— START —

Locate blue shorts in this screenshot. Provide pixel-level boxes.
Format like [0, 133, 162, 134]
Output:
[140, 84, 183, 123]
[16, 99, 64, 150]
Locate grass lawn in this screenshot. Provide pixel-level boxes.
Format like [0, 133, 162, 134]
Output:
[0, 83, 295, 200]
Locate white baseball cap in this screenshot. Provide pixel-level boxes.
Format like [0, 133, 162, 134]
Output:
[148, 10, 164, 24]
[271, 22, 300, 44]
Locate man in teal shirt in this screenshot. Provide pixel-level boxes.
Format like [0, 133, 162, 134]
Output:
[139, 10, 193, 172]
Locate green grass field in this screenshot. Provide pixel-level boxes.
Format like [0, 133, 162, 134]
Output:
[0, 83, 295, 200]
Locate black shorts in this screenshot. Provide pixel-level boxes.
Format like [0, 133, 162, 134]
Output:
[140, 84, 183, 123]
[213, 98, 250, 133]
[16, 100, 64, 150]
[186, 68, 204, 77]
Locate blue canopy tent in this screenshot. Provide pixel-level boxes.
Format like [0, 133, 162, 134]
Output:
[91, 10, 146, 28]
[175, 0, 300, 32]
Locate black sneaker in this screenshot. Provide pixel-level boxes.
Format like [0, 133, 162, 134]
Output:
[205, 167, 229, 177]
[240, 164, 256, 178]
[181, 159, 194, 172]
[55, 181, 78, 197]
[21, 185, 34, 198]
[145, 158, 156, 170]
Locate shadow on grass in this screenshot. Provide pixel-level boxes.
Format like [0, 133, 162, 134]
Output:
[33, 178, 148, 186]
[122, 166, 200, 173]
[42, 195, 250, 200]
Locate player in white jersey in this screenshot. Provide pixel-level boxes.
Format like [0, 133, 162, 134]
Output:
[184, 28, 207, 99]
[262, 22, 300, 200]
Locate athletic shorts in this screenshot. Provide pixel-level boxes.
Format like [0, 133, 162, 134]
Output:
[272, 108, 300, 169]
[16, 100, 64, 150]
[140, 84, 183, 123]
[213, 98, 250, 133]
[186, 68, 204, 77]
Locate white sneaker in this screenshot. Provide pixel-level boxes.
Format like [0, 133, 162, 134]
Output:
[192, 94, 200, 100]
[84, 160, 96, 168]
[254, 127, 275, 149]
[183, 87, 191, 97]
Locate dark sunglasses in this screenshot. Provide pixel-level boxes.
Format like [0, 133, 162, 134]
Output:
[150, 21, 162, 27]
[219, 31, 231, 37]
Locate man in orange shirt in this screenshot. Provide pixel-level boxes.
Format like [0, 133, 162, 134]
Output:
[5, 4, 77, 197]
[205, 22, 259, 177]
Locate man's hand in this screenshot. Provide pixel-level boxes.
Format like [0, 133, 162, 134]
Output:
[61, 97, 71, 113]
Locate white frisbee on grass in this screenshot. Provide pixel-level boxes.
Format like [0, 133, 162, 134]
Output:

— END —

» DESCRIPTION OF THE TASK
Present the records as a numbered list, from the line containing "Locate blue canopy" through the end of the records, both ends included and blank lines omitted.

» EXPECTED ANSWER
1. Locate blue canopy tent in this screenshot. Provide pixel-level boxes.
2. Format like [0, 133, 162, 134]
3. Output:
4. [91, 10, 146, 28]
5. [175, 0, 300, 32]
6. Locate black sneaker in this screenshot. Provide pixel-level boxes.
7. Format like [0, 133, 162, 134]
8. Output:
9. [205, 167, 229, 177]
10. [240, 164, 256, 178]
11. [181, 159, 194, 172]
12. [55, 181, 78, 197]
13. [21, 185, 34, 198]
14. [145, 158, 156, 170]
15. Locate shadow on grass in this screenshot. Provide pixel-level boxes.
16. Format like [0, 133, 162, 134]
17. Output:
18. [33, 178, 148, 186]
19. [122, 166, 200, 173]
20. [42, 195, 250, 200]
21. Locate player in white jersey in this screenshot. Provide pixel-level boxes.
22. Format like [0, 133, 162, 134]
23. Output:
24. [184, 28, 207, 99]
25. [262, 22, 300, 200]
26. Locate athletic shorts in this screenshot. Provide pixel-level boxes.
27. Format like [0, 133, 162, 134]
28. Output:
29. [272, 108, 300, 169]
30. [16, 100, 64, 150]
31. [140, 84, 183, 123]
32. [213, 98, 250, 133]
33. [186, 68, 204, 77]
34. Locate white sneaker in this screenshot. Provide pixel-level boxes.
35. Format like [0, 133, 162, 134]
36. Output:
37. [192, 94, 200, 100]
38. [84, 160, 96, 168]
39. [254, 127, 275, 149]
40. [183, 87, 191, 97]
41. Locate dark sunglasses in this screenshot. Provide pixel-level boxes.
42. Format like [0, 133, 162, 134]
43. Output:
44. [150, 21, 162, 27]
45. [219, 31, 231, 37]
46. Locate man in orange shirt in this screenshot. Provide pixel-level boxes.
47. Format like [0, 133, 162, 134]
48. Output:
49. [5, 4, 77, 197]
50. [205, 22, 259, 177]
51. Locate man's hand in this screenshot. Provide pixel-level boxes.
52. Format like [0, 133, 162, 134]
53. Output:
54. [61, 97, 71, 113]
55. Locate white frisbee on grass in this screenshot. Provide pixel-level boxes.
56. Format like [0, 133, 162, 134]
57. Output:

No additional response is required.